**Given exercise:** From the line that includes "black pen, return" to the last line of the data, quote each line precisely; both boundary lines belong in the answer.
--- Begin Records supplied ---
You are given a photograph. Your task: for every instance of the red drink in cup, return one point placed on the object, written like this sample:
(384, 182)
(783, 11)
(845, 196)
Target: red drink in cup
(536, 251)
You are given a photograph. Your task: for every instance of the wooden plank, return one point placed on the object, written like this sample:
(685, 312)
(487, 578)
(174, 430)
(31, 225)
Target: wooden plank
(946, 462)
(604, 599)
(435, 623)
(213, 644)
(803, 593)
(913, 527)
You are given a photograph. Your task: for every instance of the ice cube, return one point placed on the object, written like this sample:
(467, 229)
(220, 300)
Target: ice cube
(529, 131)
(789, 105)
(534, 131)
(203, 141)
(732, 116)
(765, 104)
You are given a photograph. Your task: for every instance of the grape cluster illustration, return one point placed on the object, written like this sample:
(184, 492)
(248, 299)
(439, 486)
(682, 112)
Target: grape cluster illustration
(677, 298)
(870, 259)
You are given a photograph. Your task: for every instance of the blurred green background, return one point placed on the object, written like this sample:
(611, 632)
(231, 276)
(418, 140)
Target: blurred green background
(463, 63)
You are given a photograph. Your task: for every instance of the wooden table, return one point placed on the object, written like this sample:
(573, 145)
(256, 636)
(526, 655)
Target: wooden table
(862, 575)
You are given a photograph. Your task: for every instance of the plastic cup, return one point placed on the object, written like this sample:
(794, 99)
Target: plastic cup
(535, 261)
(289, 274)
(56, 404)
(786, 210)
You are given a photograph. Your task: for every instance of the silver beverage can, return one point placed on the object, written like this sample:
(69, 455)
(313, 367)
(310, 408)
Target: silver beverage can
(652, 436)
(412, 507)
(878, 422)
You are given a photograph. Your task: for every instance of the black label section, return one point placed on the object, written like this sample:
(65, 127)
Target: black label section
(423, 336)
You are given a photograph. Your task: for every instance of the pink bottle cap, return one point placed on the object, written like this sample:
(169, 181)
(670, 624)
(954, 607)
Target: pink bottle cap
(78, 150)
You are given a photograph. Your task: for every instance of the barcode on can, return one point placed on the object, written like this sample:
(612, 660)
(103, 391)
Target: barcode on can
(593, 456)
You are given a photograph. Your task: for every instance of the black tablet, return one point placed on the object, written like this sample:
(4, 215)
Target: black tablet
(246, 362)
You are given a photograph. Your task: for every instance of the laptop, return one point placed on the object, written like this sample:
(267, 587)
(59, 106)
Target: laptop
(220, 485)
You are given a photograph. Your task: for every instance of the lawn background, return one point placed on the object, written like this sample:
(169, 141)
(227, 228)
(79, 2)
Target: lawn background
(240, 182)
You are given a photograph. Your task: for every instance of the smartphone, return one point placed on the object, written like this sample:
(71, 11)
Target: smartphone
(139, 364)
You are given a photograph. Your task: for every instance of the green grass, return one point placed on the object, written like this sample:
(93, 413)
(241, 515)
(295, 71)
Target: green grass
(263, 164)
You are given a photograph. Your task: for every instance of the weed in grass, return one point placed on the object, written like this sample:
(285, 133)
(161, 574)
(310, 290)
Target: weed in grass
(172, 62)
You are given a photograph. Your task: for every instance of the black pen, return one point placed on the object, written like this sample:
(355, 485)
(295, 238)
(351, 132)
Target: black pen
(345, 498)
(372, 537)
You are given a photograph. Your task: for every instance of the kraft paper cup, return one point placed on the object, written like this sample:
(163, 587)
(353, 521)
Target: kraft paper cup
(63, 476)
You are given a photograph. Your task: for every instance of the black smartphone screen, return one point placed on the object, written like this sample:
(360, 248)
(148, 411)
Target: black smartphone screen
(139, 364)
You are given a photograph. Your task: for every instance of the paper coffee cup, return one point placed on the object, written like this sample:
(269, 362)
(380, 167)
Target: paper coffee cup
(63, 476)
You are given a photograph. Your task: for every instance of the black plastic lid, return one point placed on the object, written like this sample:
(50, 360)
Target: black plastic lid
--- End Records supplied ---
**Result of the task:**
You are given a photograph. Your task: for every instance of the black pen, return one point placed on the object, written like this sample:
(355, 485)
(295, 238)
(351, 132)
Target: black pen
(345, 498)
(372, 537)
You are given a photograph. Your task: for every instance of the kraft paper cup, return one point placed on the object, written like this sample:
(163, 587)
(353, 521)
Target: kraft paper cup
(63, 476)
You are given a photograph. Your task: for every instance of the black smartphone screen, return one point placed on the object, written like this sample:
(360, 248)
(148, 411)
Target: black smartphone screen
(139, 364)
You are given a photograph. Your task: for every instance of the paper coffee cup, return one point placed on the object, written like this sample:
(269, 362)
(380, 167)
Target: paper coffee cup
(63, 476)
You are given a photograph. Your task: for every instance of the black plastic lid, return one point placed on the object, written like this sample:
(50, 360)
Target: black plastic lid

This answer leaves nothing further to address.